[Data records — start]
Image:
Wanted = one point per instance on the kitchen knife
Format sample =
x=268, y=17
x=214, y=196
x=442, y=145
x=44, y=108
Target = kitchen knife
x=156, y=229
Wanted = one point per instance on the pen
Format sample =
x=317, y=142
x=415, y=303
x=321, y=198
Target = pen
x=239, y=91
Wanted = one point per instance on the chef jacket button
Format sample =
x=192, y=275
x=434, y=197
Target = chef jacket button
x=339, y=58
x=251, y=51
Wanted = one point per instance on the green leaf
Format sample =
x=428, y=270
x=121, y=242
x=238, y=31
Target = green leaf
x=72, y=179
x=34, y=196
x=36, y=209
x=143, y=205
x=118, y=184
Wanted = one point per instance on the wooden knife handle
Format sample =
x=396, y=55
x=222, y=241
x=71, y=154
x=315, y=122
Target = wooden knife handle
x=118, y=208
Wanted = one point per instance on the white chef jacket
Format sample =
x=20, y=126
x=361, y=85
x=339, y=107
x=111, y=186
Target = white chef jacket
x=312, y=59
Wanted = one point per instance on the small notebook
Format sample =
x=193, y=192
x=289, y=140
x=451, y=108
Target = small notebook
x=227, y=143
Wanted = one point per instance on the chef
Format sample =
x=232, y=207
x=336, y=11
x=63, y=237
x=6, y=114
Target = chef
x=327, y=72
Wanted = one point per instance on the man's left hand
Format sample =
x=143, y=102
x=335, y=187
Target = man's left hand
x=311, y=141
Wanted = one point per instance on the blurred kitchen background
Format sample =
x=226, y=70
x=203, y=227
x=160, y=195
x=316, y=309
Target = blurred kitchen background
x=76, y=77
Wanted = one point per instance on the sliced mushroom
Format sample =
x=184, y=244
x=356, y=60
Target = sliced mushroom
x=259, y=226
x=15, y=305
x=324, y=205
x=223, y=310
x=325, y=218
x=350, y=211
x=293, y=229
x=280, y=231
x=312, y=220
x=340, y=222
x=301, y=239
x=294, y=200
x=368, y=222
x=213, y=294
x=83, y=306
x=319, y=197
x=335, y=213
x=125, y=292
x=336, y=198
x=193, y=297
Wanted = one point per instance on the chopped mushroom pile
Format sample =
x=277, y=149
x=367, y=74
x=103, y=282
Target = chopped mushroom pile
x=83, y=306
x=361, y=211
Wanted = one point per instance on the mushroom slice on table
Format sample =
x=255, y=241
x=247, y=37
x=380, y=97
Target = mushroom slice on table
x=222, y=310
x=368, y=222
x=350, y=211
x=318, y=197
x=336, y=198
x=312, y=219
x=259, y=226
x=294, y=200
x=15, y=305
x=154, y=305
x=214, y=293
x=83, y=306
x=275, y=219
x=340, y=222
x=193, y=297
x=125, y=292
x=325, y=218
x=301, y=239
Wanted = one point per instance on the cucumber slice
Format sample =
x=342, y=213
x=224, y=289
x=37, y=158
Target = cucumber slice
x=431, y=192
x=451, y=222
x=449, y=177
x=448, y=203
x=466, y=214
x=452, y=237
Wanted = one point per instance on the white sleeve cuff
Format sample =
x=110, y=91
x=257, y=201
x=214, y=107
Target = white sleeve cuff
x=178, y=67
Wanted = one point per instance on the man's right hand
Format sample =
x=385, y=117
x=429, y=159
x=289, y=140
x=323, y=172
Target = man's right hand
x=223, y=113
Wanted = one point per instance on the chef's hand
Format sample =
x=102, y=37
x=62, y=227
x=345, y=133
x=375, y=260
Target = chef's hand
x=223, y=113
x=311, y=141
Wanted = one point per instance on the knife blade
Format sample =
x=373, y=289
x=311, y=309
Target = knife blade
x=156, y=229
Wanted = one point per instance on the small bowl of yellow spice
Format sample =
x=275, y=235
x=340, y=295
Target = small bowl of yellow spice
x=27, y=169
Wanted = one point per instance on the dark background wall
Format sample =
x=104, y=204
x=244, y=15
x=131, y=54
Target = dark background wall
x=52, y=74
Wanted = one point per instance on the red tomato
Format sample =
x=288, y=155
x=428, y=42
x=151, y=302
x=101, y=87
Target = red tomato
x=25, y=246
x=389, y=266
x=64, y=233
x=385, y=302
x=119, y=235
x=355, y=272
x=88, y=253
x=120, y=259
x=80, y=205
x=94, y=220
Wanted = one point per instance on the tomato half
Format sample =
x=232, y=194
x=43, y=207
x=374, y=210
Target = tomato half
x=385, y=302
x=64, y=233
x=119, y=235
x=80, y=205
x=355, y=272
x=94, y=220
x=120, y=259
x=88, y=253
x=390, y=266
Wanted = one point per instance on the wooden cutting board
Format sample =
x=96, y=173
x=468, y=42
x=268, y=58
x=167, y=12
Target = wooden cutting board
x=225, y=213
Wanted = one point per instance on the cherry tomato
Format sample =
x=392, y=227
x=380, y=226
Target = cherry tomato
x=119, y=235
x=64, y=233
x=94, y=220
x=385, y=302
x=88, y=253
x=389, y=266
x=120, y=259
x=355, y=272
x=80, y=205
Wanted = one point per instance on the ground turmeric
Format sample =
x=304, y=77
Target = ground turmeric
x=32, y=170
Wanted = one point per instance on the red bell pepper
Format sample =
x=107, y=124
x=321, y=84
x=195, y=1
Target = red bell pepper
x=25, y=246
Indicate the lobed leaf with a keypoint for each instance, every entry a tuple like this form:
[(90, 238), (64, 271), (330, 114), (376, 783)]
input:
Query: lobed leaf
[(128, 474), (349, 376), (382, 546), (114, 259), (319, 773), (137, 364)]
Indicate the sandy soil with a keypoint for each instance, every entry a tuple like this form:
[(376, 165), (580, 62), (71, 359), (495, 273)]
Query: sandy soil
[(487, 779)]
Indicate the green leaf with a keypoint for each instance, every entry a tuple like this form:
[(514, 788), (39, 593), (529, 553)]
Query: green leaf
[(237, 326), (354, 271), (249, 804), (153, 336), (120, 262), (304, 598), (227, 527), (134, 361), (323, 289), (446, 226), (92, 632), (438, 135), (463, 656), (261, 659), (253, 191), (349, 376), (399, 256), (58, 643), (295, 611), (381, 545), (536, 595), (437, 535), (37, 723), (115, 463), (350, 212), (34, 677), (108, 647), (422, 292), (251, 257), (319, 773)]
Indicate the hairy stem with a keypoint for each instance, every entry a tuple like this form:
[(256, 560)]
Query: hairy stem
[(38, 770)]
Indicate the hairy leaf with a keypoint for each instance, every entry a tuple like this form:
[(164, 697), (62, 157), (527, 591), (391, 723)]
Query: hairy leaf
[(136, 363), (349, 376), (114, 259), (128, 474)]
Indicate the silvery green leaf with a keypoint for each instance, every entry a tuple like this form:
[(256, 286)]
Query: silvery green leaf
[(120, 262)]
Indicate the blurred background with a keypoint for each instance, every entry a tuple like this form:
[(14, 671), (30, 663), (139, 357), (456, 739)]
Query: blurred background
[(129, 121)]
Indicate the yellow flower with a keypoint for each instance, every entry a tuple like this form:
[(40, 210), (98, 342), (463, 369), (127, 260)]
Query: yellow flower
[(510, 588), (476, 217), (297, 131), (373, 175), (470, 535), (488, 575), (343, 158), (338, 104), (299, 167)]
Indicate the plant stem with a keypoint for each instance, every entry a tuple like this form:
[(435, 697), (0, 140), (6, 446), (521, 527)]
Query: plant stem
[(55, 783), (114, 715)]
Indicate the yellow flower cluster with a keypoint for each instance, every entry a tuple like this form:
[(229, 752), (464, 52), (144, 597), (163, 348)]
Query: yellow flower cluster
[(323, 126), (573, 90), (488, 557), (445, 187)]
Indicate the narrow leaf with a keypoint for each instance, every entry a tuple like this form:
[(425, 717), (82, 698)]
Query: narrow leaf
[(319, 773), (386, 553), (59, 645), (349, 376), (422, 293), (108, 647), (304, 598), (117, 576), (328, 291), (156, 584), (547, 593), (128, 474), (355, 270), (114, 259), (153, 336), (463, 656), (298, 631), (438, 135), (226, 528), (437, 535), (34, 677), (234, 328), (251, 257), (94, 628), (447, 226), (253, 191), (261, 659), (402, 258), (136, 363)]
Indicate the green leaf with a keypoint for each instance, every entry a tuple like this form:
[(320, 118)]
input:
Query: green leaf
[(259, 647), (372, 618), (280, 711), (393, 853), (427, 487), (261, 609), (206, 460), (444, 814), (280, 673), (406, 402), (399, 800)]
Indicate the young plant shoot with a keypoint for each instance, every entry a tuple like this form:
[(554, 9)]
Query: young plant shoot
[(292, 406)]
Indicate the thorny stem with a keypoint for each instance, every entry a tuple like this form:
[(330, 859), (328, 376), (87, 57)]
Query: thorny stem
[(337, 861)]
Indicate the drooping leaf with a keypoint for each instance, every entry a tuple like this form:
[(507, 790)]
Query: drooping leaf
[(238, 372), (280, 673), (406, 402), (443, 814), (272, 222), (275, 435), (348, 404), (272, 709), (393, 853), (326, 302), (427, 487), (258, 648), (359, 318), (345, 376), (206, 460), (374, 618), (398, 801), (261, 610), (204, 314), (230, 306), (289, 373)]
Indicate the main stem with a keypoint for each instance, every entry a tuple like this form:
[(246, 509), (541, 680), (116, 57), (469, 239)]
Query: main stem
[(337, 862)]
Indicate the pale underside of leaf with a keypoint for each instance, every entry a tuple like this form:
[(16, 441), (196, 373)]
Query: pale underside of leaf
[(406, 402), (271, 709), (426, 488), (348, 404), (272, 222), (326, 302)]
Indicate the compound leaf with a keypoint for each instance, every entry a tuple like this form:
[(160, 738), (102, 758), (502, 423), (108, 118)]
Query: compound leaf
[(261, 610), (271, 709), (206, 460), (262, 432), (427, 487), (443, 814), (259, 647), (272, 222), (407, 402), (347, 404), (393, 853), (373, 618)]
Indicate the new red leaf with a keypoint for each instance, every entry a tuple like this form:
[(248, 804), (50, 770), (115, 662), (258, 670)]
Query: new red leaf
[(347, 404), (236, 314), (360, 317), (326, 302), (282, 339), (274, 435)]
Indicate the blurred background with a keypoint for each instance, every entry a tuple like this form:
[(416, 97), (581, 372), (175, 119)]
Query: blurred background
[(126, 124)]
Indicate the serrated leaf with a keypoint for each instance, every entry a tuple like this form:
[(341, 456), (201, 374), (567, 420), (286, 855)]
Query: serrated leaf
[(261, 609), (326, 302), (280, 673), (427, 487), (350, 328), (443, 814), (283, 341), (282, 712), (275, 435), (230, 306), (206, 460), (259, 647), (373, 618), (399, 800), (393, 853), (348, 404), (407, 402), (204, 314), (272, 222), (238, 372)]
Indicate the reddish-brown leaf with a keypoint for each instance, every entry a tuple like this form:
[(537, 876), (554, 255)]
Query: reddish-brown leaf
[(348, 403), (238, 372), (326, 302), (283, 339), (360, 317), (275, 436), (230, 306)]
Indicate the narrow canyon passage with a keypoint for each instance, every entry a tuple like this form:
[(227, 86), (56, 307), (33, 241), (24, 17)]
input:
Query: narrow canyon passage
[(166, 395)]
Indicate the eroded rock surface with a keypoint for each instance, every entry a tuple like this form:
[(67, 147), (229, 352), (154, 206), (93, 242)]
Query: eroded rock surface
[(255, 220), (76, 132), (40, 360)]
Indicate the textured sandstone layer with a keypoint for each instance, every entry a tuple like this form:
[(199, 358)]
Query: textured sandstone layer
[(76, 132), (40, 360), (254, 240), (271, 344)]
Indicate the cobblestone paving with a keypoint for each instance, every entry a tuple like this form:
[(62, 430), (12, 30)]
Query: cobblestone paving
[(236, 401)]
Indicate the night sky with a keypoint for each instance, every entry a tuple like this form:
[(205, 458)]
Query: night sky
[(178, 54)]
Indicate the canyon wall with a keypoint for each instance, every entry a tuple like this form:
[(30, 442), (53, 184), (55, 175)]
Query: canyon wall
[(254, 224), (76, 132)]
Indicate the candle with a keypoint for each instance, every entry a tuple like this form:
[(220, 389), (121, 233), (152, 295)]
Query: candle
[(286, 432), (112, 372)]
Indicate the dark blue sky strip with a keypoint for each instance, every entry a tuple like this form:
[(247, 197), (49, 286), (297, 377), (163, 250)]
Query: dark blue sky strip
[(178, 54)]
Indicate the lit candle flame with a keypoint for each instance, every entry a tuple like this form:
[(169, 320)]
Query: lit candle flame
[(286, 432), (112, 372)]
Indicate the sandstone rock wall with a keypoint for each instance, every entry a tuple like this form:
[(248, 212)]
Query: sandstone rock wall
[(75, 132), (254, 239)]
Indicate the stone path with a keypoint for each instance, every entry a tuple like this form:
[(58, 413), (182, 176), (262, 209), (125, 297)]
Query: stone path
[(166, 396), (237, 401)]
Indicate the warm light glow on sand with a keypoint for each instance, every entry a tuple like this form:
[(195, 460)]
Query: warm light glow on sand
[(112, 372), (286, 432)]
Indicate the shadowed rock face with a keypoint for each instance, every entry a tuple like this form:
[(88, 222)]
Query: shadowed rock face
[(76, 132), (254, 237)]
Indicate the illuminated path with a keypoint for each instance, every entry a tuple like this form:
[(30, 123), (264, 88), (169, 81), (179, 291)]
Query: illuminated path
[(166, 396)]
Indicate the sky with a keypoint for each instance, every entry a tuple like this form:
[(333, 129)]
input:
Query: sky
[Data records — finish]
Exactly as they stand, set down the lines from the top of the data through the line with "Wanted = one point per instance on the chef jacket".

Image:
Wanted = one point per instance on the kitchen knife
Format sample =
x=268, y=17
x=214, y=196
x=442, y=145
x=44, y=108
Target = kitchen knife
x=156, y=229
Wanted = one point per instance on the pen
Format sample =
x=317, y=142
x=415, y=303
x=321, y=198
Target = pen
x=239, y=91
Wanted = one point per instance on the chef jacket button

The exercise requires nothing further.